**Goals:**
[A] In the bylaws excerpt, on what grounds may the Executive Board remove an Officer or agent?
[B] Reproduce the part of the bylaws excerpt that opens with the words containing "The Director and" and closes with "5.18.5    Committees.".

The Executive Board shall have the power to establish and hire staff positions, including an Executive Director, who shall have the authority to develop operational policies and procedures for the management of the PEN office. 

5.18.2    Power to Elect Officers.

The Director and Executive Board will select a Secretary, Treasurer, and such other Officers with such powers and duties not inconsistent with these Bylaws as may be appointed and determined by the Executive Board.  No Officer need be a member of the Executive Board.


5.18.3    Removal of Officers and Agents.

Any Officer or agent may be removed by the Executive Board whenever in the judgment of the board the business interests of PEN will be served thereby.

5.18.4    Power to Fill Vacancies.

The Executive Board will have power to fill any vacancy in any office or position occurring from any cause whatsoever.

5.18.5    Committees.

The Executive Board may, by general resolution, create committees of its own purpose and number and delegate to such committees such powers as it may see fit.

5.18.6    Delegation of Powers.

For any reason deemed sufficient by the Executive Board, whether occasioned by absence or otherwise, the board may delegate all or any of the powers and duties of any Officer or Executive Board member to any other Officer or Executive Board member.

5.19          Duties.

The Executive Board will present, at the annual meeting, a report, verified by the Treasurer or a majority of the Executive Board, showing in appropriate detail the following: (1) assets and liabilities, including the funds of PEN as of the end of the fiscal year immediately preceding the annual meeting; (2) the principal changes in assets and liabilities, including funds, during the year immediately preceding the date of the report; (3) the revenue or receipts of PEN, both unrestricted and restricted to particular purposes, for the year immediately preceding the date of the report; and (4) the expenses or disbursements of PEN, for both general and restricted purposes, during the year immediately preceding the date of the report.  The annual report of the Executive Board will be filed with the records of PEN, and an abstract thereof entered in the minutes of the proceedings of the annual meeting of the Board of Directors.

**Information provided:**
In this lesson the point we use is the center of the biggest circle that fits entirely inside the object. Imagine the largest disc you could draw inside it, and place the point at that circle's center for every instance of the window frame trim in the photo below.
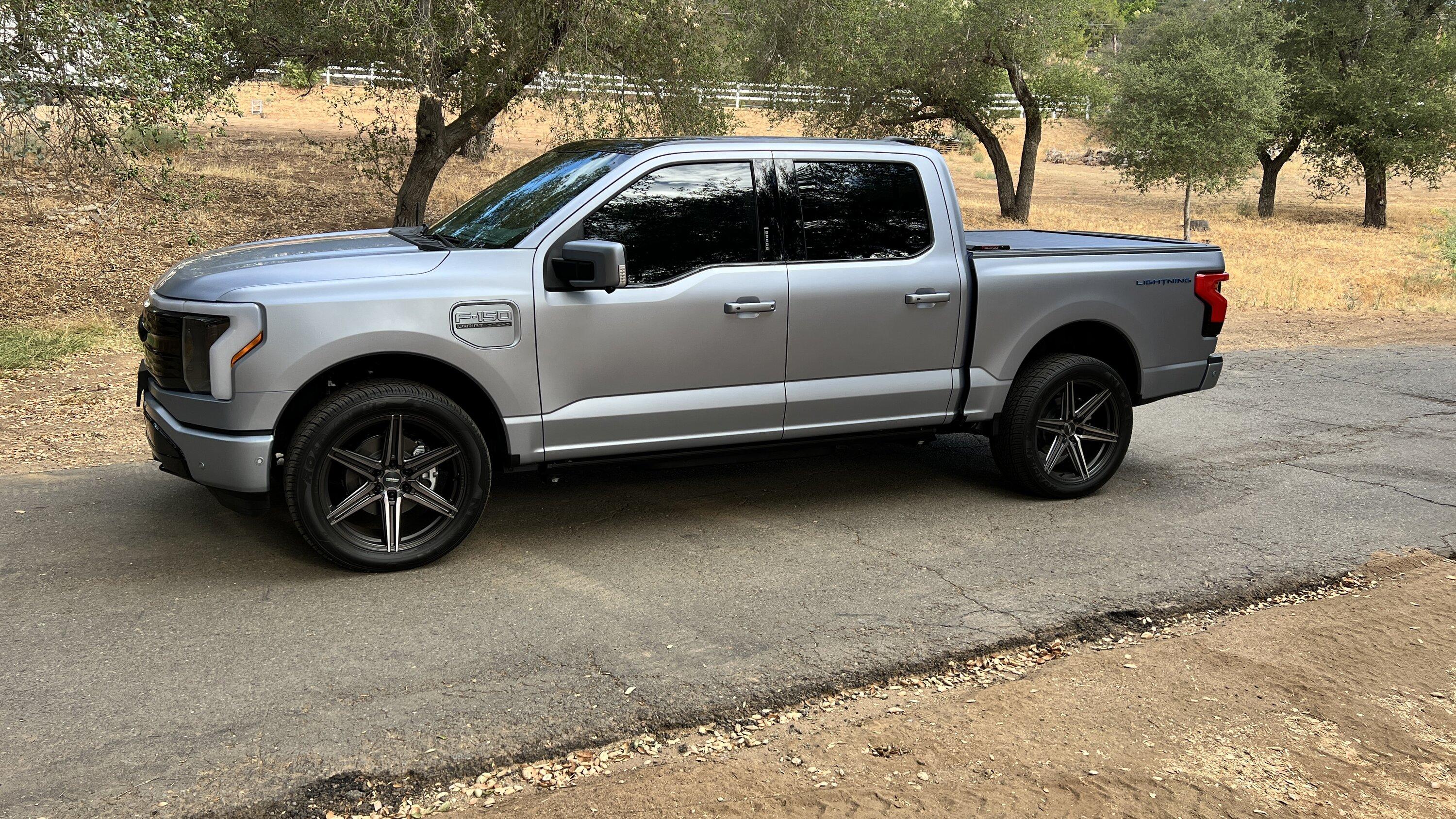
(791, 207)
(762, 190)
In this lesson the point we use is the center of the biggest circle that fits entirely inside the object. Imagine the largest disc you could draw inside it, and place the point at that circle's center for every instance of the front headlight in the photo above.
(199, 334)
(215, 335)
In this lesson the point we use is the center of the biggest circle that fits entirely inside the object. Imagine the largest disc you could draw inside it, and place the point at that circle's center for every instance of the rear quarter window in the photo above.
(862, 210)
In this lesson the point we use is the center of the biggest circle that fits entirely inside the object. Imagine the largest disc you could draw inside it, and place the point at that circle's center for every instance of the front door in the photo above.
(666, 361)
(878, 293)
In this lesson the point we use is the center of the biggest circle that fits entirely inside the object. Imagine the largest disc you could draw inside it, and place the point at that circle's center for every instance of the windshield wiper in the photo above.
(421, 238)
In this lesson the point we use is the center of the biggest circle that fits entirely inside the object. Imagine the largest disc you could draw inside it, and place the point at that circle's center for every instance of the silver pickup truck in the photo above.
(657, 299)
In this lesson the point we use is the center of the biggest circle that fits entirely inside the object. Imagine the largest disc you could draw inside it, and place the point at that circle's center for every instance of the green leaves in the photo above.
(1194, 94)
(85, 78)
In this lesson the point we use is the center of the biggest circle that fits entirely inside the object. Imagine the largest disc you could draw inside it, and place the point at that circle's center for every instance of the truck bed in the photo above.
(1072, 242)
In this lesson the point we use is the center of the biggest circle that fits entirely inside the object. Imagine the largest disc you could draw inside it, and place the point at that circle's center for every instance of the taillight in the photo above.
(1209, 289)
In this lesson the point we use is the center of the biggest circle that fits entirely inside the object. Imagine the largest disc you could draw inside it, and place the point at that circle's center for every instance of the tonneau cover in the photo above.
(1063, 242)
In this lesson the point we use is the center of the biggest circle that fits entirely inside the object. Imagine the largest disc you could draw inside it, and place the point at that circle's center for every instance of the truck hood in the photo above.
(324, 257)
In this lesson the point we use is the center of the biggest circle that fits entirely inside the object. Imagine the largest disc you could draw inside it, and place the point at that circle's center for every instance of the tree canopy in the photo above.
(912, 65)
(94, 82)
(468, 62)
(1196, 92)
(1381, 91)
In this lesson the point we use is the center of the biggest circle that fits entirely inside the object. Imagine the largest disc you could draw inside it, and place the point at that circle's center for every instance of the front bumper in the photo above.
(236, 463)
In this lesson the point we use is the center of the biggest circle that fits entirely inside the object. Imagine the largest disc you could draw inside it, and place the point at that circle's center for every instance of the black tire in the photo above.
(1026, 445)
(402, 434)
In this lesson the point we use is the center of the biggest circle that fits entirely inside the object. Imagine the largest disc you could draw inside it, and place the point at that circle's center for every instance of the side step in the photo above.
(740, 453)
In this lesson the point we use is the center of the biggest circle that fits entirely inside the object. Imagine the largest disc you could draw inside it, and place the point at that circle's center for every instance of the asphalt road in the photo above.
(158, 648)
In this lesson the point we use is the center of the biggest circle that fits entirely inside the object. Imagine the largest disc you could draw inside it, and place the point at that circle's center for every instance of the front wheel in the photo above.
(386, 476)
(1065, 428)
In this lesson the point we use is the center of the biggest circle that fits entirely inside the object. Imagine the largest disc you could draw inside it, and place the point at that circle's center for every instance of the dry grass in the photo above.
(286, 174)
(34, 347)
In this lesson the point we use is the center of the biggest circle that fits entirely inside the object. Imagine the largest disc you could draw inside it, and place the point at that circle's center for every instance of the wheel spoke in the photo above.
(394, 450)
(1097, 434)
(1095, 404)
(430, 460)
(357, 499)
(1079, 459)
(391, 505)
(429, 498)
(1059, 450)
(364, 466)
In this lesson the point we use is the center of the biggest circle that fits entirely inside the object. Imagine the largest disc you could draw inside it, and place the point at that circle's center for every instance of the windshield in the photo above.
(522, 200)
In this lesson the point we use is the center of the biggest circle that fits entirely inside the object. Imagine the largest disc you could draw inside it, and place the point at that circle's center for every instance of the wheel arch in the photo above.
(426, 370)
(1097, 340)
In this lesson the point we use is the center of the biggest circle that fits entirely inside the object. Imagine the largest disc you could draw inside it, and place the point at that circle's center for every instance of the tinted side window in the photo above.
(679, 219)
(862, 210)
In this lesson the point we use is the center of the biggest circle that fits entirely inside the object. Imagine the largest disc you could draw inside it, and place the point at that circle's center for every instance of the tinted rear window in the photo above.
(682, 219)
(862, 210)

**Solutions for each task:**
[A] The Executive Board may remove any Officer or agent whenever, in the board's judgment, doing so will serve the business interests of PEN.

[B]
The Director and Executive Board will select a Secretary, Treasurer, and such other Officers with such powers and duties not inconsistent with these Bylaws as may be appointed and determined by the Executive Board.  No Officer need be a member of the Executive Board.


5.18.3    Removal of Officers and Agents.

Any Officer or agent may be removed by the Executive Board whenever in the judgment of the board the business interests of PEN will be served thereby.

5.18.4    Power to Fill Vacancies.

The Executive Board will have power to fill any vacancy in any office or position occurring from any cause whatsoever.

5.18.5    Committees.